╭─ TEXTO DEL EJERCICIO
En particular, la producción masiva de soja y de maíz, gracias a esta agricultura científica, acompaña sin mucho esfuerzo al crecimiento demográfico y a la transformación de las costumbres alimentarias, sobre todo el consumo de carne. Podemos lamentarnos, pero ¿con qué derecho explicaríamos a los chinos que deben seguir siendo vegetarianos y renunciar al buey y al pollo que el capitalismo ha hecho accesibles?
Una vez más, sea cual sea nuestra simpatía por Dewayne Johnson y lo que se piense de Monsanto, ¿dónde se sitúa la moral? La agricultura biológica es un lujo de ricos, no una respuesta a las necesidades de los consumidores más pobres. Francia puede permitirse prohibir el glifosato en 2021; India, no. Por lo visto, los ecologistas lo ignoran, bendita ignorancia. O bien, consideran que al ser el capitalismo odioso en sí mismo, los pobres solo tienen que apretarse el cinturón uno o dos agujeros. Estos ecologistas integristas, no más que los últimos marxistas, viven en un mundo irreal; es muy cómodo para quien quiera hacerse el santo.
╰─
EJERCICIOS:
A - Según el texto sobre la agricultura y el glifosato, ¿en qué año puede Francia permitirse prohibir el glifosato?
B - Prosigue el texto sobre la agricultura y el glifosato a partir de su última frase.
╭─ REGISTROS DE DATOS
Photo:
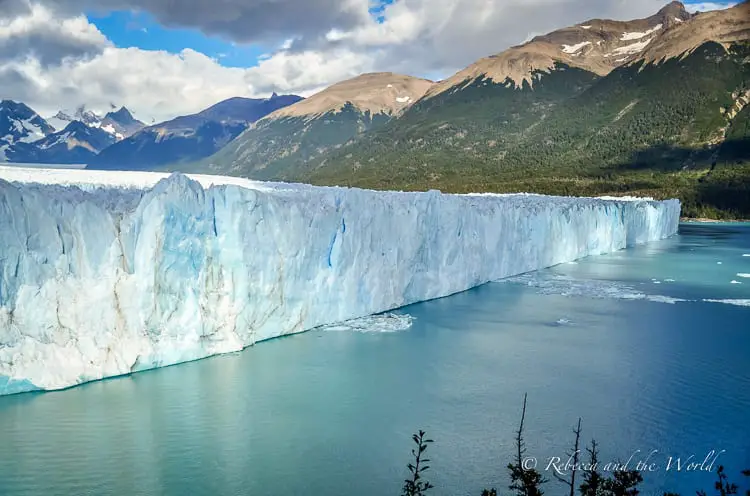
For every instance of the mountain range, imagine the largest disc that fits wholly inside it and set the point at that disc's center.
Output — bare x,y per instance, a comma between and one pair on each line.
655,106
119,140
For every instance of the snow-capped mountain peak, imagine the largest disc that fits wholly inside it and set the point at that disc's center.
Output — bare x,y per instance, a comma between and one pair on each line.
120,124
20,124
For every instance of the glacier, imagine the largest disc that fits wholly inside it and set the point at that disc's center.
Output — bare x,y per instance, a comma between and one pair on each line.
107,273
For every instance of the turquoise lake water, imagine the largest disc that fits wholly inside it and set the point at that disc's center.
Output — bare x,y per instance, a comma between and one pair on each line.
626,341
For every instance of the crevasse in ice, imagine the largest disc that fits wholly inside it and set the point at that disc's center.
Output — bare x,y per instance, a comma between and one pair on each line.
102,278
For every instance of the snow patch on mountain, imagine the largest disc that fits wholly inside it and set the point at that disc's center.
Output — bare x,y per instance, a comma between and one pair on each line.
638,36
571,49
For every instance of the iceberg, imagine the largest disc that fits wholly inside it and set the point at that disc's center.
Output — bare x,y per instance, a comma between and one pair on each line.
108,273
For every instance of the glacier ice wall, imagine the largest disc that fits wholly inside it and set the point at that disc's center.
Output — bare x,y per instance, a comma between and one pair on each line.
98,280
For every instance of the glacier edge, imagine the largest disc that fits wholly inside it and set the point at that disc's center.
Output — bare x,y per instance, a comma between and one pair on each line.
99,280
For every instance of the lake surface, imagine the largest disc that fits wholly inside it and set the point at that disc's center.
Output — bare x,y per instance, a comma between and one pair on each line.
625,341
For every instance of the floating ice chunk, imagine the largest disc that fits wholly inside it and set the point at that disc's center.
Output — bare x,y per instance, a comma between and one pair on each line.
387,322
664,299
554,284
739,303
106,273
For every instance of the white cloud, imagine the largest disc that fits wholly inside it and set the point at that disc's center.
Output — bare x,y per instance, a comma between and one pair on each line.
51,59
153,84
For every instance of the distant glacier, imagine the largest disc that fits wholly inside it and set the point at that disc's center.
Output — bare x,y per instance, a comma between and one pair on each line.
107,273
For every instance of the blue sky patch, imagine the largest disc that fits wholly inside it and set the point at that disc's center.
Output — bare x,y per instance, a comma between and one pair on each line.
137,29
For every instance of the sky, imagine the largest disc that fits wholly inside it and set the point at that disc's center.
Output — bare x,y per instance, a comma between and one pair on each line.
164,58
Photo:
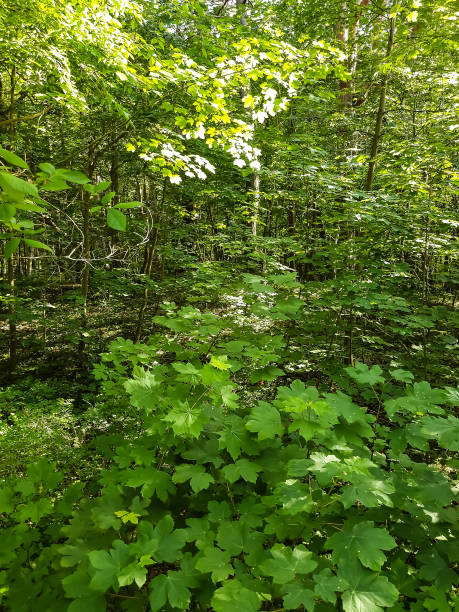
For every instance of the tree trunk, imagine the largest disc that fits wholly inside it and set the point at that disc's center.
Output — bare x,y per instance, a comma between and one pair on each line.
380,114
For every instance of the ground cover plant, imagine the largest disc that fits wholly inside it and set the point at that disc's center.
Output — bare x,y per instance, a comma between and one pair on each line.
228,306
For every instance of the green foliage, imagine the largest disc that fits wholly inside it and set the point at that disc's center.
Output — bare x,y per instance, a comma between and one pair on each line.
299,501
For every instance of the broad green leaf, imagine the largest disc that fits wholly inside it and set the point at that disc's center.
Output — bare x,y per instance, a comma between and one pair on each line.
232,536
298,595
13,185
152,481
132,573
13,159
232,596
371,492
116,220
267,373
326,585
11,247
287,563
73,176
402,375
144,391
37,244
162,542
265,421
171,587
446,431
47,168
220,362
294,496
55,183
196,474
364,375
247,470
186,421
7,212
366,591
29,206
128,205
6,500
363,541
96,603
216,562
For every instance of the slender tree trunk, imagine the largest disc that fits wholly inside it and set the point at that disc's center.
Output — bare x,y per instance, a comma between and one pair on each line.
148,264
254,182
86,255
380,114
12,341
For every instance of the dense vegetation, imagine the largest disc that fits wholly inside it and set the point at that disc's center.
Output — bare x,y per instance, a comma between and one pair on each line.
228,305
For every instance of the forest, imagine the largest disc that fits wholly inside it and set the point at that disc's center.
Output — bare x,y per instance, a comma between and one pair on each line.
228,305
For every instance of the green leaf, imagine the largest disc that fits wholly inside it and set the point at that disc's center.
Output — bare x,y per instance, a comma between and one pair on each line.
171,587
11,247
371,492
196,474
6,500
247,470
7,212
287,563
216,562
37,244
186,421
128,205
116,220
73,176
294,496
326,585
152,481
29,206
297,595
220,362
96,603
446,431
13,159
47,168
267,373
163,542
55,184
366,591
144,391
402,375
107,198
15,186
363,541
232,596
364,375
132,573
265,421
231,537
╰─
RESPUESTAS:
A - En 2021.

B -
En el momento en que termina este proceso en San Francisco, yo me encuentro de vacaciones en un pueblo de Normandía. Mi municipio, que tiene un centenar de habitantes, confía a un jardinero local, Yvon Breton, el mantenimiento del cementerio, que incluye más tumbas que habitantes tiene el pueblo, consecuencia del éxodo rural, pero también huella de las dos guerras mundiales que diezmaron los campos franceses. Al enterarse del veredicto de San Francisco por la radio, Yvon Breton me preguntó cómo iba a poder mantener el cementerio en el futuro sin glifosato. Si los ecologistas se salen con la suya, es de temer que las tumbas sean invadidas por las hierbas, incluidas las de mis suegros, que descansan allí.